Text to read:
..............................

Friday 11 October 2019

Evolution of a demo.


Evolution of a demo. Re-recording that
Zombie song 
– again.




This will be the third time I have recorded this song. Its been a evolutional process. The original recording (at Ahmed Latifs Retro Central Studios in Jan 2017) was literally the day after I finally finished the lyrics. I was happy with the version at the time. I had already spent like a year before hand, toying around with drunken dirges and country western bendy wammy bar a-minor chords that made up its composition,  in the fly blown dive bar I regularly performed at.
It was 2016, and The RMA Tavern was a dark and dingy place that lived up to its name: A back street pub on the Cromwell Rd, it had certainly seen better days and I was proud to be part of those precious moments but times had moved on and nobody was really coming to the place anymore. Originally the landlords girlfriend/bar manager basically employed me on the tail end of all that, to run a open-mic night and pay me in glasses of red wine. Of course very few people came and most weeks, I was playing by myself (and getting very drunk) and the only person really listening was her. Then she left anyway and then there was nobody listening.
Sometimes, the wind blew in musicians:  I was at times accompanied on the drums by Thomas Winston or Kristaps or even Kylie Earl but mainly it was me in a dive bar playing to the bar fly’s and the pool relentless team/ None of which took the blind bit of notice of me. And so I played there every Thursday from 6pm till gone midnight (if not more) as I perfected the art of playing drunken dirges, while assembling the basic ideas that made up that zombie song.

..............................

Supplied material:
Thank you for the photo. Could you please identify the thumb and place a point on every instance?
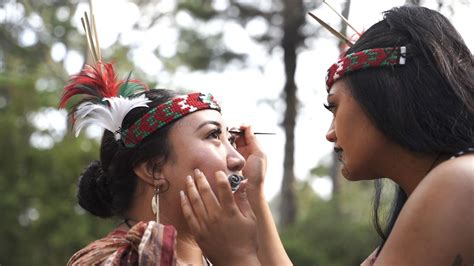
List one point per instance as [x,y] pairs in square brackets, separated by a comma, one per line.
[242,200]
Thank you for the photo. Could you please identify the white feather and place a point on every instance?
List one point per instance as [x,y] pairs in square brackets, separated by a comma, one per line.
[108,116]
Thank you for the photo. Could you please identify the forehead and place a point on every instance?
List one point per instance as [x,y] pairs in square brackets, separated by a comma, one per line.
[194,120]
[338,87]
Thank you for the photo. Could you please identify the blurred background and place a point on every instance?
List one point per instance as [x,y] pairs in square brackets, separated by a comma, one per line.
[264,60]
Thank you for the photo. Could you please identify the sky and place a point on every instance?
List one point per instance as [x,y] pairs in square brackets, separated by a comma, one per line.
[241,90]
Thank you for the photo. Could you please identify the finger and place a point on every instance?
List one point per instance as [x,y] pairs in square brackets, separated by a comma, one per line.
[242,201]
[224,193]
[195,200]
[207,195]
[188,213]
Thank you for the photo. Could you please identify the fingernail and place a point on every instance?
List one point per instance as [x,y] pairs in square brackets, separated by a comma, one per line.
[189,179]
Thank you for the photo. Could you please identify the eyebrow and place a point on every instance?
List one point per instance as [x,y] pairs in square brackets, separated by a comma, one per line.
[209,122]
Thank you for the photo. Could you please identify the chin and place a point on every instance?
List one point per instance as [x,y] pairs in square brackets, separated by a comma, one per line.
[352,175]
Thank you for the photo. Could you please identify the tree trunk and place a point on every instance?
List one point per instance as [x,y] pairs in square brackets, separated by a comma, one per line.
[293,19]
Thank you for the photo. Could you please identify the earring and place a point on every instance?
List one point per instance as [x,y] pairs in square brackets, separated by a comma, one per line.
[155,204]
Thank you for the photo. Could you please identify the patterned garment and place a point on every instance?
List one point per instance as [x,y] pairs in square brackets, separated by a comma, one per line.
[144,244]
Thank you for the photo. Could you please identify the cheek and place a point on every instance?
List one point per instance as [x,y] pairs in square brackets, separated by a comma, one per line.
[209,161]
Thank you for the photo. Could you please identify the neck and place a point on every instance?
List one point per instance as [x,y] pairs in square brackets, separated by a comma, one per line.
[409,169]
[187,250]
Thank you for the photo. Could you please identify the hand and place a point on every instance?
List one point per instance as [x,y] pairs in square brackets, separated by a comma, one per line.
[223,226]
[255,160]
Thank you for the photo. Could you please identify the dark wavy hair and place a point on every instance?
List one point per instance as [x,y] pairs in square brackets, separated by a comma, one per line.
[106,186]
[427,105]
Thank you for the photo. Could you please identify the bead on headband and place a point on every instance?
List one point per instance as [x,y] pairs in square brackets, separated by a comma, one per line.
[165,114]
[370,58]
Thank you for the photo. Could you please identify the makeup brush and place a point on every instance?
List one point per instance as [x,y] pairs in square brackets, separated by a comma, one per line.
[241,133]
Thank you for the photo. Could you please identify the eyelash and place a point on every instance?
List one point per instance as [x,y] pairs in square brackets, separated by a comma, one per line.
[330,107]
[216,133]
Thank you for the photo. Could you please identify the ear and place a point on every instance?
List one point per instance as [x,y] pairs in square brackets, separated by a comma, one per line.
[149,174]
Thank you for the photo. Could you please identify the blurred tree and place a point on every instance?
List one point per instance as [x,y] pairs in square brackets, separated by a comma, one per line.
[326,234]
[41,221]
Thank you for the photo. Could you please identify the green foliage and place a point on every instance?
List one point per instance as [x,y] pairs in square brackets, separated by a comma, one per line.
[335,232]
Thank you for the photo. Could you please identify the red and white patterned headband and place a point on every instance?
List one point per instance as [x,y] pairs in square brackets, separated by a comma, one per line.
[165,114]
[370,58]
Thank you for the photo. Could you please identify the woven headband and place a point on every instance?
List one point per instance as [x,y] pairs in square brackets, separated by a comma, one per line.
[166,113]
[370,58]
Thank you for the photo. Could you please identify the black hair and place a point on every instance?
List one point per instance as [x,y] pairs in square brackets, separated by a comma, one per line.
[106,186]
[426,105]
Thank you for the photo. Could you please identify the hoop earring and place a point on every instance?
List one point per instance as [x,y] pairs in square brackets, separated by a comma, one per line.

..............................

Exercise:
In the text about re-recording the zombie song, on what day of the week did the writer play at The RMA Tavern?

Worked solution:
Every Thursday, from 6pm until after midnight.